EXERCISE => Reproduce the material from its beginning through the line holding "xmin=264 ymin=249 xmax=287 ymax=289", inclusive, changing "text query" to "search phrase" and keeping everything else the same. Give only those lines.

RECORDS FOR THE TASK =>
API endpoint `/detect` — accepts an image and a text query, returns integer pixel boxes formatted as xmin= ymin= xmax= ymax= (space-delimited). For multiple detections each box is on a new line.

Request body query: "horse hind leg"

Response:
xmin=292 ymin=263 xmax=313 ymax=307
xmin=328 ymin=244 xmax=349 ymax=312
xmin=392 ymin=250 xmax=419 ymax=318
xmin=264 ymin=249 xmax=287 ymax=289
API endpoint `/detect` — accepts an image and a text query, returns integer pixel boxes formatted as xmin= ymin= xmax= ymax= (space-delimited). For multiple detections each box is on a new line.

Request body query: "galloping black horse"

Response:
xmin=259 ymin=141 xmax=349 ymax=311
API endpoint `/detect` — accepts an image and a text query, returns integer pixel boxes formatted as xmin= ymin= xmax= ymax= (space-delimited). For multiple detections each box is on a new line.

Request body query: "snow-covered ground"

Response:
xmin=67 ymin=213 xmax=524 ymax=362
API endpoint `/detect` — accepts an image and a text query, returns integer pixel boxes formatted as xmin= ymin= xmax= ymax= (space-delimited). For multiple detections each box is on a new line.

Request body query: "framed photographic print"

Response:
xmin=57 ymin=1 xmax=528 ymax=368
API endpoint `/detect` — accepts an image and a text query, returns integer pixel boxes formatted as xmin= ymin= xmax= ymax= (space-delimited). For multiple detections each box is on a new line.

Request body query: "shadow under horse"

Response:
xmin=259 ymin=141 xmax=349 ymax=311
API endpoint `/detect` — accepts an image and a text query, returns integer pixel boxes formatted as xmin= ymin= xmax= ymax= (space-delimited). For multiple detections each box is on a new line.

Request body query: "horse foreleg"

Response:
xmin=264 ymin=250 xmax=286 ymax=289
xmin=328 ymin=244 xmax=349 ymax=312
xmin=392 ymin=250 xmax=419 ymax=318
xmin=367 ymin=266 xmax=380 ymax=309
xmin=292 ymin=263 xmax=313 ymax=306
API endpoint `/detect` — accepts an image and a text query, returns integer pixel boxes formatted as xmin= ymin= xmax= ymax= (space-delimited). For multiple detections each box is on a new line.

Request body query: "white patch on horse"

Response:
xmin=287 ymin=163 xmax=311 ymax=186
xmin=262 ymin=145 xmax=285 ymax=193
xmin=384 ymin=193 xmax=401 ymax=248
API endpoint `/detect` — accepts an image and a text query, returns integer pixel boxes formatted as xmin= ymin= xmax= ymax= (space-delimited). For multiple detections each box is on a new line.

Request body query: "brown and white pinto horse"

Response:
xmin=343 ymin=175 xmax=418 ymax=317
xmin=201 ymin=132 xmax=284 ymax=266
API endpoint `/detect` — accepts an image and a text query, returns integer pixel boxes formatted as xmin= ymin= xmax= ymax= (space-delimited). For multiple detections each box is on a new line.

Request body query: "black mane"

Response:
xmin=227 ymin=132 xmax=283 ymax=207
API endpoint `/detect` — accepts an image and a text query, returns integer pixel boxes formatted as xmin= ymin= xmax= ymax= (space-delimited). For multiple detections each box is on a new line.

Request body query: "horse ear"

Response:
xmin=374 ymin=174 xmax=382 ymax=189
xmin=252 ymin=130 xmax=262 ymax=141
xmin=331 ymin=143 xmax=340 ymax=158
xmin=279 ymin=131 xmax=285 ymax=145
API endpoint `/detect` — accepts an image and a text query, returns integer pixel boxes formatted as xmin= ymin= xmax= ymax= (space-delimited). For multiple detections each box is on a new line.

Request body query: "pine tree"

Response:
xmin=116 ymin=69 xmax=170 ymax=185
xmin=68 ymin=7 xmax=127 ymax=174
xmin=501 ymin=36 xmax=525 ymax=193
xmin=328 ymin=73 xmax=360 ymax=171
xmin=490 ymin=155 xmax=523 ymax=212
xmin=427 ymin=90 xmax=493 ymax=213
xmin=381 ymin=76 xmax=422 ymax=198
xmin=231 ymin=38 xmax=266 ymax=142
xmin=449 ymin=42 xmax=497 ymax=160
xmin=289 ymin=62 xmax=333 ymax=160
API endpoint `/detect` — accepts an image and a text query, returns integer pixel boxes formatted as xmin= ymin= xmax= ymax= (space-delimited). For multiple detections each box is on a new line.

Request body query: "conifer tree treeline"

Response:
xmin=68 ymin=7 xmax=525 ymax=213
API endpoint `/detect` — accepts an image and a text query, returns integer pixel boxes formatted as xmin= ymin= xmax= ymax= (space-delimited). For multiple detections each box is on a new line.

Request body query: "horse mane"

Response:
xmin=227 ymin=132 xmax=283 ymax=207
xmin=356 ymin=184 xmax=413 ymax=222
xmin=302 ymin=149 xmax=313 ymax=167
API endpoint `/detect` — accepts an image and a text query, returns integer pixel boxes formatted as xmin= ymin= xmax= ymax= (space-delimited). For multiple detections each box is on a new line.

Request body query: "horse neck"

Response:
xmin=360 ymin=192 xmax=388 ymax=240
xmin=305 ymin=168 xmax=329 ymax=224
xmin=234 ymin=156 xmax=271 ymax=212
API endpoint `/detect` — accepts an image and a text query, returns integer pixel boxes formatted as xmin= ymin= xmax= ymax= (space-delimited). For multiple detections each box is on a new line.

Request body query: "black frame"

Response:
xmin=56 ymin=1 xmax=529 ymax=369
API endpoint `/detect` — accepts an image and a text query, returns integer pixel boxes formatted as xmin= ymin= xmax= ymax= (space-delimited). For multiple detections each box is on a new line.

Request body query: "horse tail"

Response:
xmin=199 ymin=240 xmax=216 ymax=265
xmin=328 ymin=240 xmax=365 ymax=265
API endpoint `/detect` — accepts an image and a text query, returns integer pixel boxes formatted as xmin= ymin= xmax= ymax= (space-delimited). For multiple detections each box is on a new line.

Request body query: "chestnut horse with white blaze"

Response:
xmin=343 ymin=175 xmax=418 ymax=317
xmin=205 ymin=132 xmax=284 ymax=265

REPLY =>
API endpoint `/detect` — accepts an image and a search phrase, returns integer pixel boxes formatted as xmin= ymin= xmax= ymax= (space-delimited). For multiple detections each box is on a new line.

Request body query: "horse hind leg"

Response:
xmin=292 ymin=263 xmax=313 ymax=307
xmin=328 ymin=244 xmax=349 ymax=312
xmin=392 ymin=250 xmax=419 ymax=318
xmin=264 ymin=249 xmax=287 ymax=289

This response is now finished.